**Parts of the exercise:**
[1] Using the excerpt on Mr. Zhang's appointment, answer these:
(a) How is Mr. Zhang related to Mr. Zhang Fusheng?
(b) What is the initial term of Mr. Zhang's service contract, and from what date does it commence?
(c) What is Mr. Zhang's proposed annual salary?
[2] Report every line of the records that contains the string "submerged". Case counts.

**Extract to read:**
▼▼▼

As at the Latest Practicable Date, Mr. Zhang did not have any interest in the shares or underlying shares in the Company within the meaning of Part XV of the SFO. Save as disclosed above, in the three years preceding the Latest Practicable Date, Mr. Zhang did not hold any directorship in other listed public companies or any other major appointments or qualifications. Mr. Zhang is the father of Mr. Zhang Fusheng, an executive Director. Save as disclosed above, he is not related to any other directors, or any senior management or substantial or controlling shareholders of the Company.
Conditional on the passing of the shareholders’ resolution for his appointment at the Annual General Meeting, Mr. Zhang will enter into a service contract with the Company for an initial term of three years commencing from 1 June 2008, which shall be renewed and extended automatically by one year on the expiry of such initial term or at any time thereafter, unless terminated by at least three months’ written notice served by either party at any time during the then existing term. Under the service contract, Mr. Zhang shall be entitled to a basic salary subject to an annual increment after 1 January 2009 at the discretion of the Directors of not more than 15% of the annual salary immediately prior to such increase. The proposed annual salary of Mr. Zhang is HK$360,000. Further, he is also entitled to a discretionary management bonus provided that the aggregate amount of the bonuses payable to all the executive Directors for any financial year of the Company may not exceed 5% of the audited combined or consolidated audited net profit of the Group (after taxation and minority interests and payment of such bonuses but before extraordinary items) in respect of that financial year of the Company. Mr. Zhang’s emolument is determined by the Board with reference to his duties, responsibilities, performance and results of the Group.

▲▲▲

[Location identification entries]

▼▼▼

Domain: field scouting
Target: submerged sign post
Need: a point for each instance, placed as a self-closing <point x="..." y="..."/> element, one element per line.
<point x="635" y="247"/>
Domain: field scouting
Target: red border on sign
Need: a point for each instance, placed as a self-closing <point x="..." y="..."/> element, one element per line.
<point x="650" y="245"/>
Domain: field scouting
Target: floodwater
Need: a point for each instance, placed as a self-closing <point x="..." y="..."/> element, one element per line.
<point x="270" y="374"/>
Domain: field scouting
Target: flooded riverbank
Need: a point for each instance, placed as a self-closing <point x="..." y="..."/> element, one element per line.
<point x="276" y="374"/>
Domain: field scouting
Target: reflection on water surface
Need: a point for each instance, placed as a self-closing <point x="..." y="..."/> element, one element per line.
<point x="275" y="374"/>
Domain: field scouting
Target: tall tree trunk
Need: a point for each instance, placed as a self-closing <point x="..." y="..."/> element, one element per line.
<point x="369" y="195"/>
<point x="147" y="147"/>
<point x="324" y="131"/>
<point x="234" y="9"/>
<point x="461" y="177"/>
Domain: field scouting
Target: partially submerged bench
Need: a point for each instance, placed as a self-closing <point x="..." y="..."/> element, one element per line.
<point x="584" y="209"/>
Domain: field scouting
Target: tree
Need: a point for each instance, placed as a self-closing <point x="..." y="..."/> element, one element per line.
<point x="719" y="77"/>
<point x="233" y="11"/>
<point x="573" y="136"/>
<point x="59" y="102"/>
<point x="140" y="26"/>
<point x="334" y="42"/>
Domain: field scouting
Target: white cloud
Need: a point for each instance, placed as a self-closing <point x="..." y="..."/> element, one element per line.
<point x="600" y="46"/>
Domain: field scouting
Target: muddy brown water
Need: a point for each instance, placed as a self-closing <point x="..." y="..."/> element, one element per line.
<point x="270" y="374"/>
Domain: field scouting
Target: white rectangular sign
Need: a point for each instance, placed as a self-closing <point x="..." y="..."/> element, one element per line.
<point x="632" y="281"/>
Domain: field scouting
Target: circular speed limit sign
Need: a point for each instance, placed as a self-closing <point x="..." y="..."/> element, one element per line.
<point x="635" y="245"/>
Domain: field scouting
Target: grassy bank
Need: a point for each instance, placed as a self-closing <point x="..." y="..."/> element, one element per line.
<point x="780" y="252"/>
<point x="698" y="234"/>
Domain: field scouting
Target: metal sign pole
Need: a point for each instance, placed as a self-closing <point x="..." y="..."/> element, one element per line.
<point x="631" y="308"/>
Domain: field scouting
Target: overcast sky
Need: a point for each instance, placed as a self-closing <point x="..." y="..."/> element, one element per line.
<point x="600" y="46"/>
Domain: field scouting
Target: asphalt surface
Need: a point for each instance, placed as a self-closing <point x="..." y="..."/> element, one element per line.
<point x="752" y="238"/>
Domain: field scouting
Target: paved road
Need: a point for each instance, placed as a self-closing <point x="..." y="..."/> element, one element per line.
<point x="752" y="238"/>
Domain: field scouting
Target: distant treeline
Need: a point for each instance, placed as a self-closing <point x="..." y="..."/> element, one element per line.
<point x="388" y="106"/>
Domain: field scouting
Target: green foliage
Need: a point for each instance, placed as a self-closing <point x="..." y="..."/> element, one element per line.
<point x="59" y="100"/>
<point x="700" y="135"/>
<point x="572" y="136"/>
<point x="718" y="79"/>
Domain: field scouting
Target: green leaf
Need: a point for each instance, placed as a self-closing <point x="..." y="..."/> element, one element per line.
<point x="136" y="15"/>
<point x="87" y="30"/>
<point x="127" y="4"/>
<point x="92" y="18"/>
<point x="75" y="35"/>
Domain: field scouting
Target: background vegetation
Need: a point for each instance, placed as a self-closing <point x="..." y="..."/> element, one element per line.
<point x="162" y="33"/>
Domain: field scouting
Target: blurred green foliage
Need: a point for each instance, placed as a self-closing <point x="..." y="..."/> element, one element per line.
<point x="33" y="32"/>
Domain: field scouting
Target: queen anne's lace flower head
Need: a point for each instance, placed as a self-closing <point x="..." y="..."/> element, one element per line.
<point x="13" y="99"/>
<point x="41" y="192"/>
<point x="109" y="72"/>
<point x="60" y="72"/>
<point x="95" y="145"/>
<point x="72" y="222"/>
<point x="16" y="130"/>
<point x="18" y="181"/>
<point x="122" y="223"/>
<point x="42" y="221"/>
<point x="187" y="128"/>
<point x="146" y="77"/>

▲▲▲

**Results of the tasks:**
[1]
(a) He is the father of Mr. Zhang Fusheng, an executive Director.
(b) Three years, commencing from 1 June 2008.
(c) HK$360,000.

[2]
Target: submerged sign post
Target: partially submerged bench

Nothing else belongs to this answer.